*GIVEN PROBLEM*: Turn the lines below into a two-column CSV with the headers text and answer, giving each line its own row along with the coordinates that follow it. Put each value in a single quoted field, with any line breaks changed to spaces.

-- Begin RECORDED DATA --

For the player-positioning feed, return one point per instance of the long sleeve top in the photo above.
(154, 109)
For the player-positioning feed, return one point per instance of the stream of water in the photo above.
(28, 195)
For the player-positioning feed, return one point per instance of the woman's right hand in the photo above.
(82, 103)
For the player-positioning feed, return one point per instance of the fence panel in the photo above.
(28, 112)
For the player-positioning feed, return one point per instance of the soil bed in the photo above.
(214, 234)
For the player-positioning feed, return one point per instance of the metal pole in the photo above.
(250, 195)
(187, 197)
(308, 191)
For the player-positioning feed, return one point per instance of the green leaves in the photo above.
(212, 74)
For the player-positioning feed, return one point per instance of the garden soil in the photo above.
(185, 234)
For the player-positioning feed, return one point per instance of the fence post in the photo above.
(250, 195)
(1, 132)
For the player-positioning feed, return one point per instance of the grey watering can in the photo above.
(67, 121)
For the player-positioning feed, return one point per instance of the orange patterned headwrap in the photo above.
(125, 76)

-- End RECORDED DATA --

*EXERCISE RESULT*:
text,answer
"For the player-positioning feed, return one point per instance of the long sleeve top in the photo above.","(154, 109)"
"For the player-positioning feed, return one point per instance of the stream of water in the photo above.","(28, 195)"
"For the player-positioning feed, return one point per instance of the woman's right hand in the photo above.","(82, 103)"
"For the player-positioning feed, return one point per instance of the fence panel in the photo above.","(28, 112)"
"For the player-positioning feed, return one point per instance of the soil bed in the photo above.","(214, 234)"
"For the player-positioning feed, return one point per instance of the metal pole in the photo above.","(250, 195) (187, 197) (308, 191)"
"For the player-positioning feed, return one point per instance of the green leaves in the photo above.","(212, 74)"
"For the player-positioning feed, return one point per instance of the garden soil in the photo above.","(185, 234)"
"For the player-positioning feed, return one point per instance of the fence post in the photo above.","(250, 195) (1, 132)"
"For the player-positioning feed, return one point per instance of the grey watering can in the photo above.","(67, 121)"
"For the player-positioning feed, return one point per instance of the orange patterned headwrap in the photo above.","(125, 76)"